# SHORT PROBLEM
Rewrite each of the rows below, changing "Drop a dot" to "Put a point" wherever it occurs and leaving everything else as it is.

[start of RECORDED DATA]

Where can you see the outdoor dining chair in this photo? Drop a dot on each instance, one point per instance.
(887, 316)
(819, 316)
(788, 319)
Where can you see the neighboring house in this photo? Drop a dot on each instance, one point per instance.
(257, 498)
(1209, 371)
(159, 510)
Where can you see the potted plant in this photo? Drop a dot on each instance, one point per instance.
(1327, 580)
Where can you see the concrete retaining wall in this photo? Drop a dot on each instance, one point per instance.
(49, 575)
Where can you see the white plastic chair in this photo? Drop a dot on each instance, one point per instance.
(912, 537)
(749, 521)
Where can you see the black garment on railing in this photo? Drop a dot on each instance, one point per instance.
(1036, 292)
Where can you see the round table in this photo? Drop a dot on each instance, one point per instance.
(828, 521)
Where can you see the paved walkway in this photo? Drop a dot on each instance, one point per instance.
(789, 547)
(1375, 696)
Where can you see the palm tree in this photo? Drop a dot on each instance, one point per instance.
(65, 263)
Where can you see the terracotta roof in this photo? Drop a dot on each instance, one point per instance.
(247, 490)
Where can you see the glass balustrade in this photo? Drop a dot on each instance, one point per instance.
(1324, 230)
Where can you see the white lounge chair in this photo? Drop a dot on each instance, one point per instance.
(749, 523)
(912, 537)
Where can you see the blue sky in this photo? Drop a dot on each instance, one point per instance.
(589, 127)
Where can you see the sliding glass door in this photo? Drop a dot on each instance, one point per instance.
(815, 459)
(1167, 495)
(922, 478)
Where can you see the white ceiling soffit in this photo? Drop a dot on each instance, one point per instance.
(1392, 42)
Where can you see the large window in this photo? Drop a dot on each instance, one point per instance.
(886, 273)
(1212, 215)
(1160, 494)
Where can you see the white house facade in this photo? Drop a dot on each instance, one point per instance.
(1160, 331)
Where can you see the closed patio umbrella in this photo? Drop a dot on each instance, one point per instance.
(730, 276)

[end of RECORDED DATA]

# EXERCISE SOLUTION
Where can you see the outdoor dining chair in this photo? Put a point on each instance, one point per instance.
(887, 316)
(819, 316)
(788, 319)
Where can you see the neighboring house in this photo? Put a point on each instance, one point per instance.
(257, 498)
(1209, 371)
(159, 510)
Where can you see the potted plant in this photo? Put a point on each instance, one point per instance.
(1327, 580)
Where can you see the concrete retaining wall in this photo? Put a point on each instance, one point per instance.
(49, 575)
Where can you see the white plastic chair in this photo? Put a point on each instance, one point per instance.
(912, 537)
(749, 521)
Where can you see the black garment on railing in this photo? Put a point on each instance, one point per instance.
(1036, 292)
Where can you see the round table in this photo? Put a point on each instance, one point per instance.
(828, 521)
Where can you see the paved walkway in this photo? Put a point on each instance, one point per instance.
(789, 547)
(1375, 696)
Where can you see the palm tree in this photo? Put a point on each instance, one point per instance.
(65, 263)
Where can you see the terracotta roof in this photo? Put a point on each instance, one point per instance.
(247, 490)
Where can you see the glass balustrade in this photo? Put a point on each instance, one point per instance.
(1324, 230)
Where can you see the white lounge chair in this photo? Put a point on each instance, one point per instance.
(749, 523)
(912, 537)
Where can you see the blue sky in this photo? Put a point on each instance, one point per instance.
(589, 127)
Where can you see the sliding glass door in this photo? Put a point on each instance, one point per instance.
(815, 459)
(1167, 495)
(922, 478)
Where can you see the white ceiling soffit in this photo? Put a point on each instance, one point per instance.
(1392, 42)
Where can you see the large window in this photo? Put a point on each instance, one point per instance.
(886, 273)
(1212, 215)
(1160, 494)
Where can you see the white house facade in this photo? Put a point on each instance, one point per instance.
(1160, 331)
Where can you see the closed patio umbrella in this photo? Put a point on each instance, one point per instance.
(730, 276)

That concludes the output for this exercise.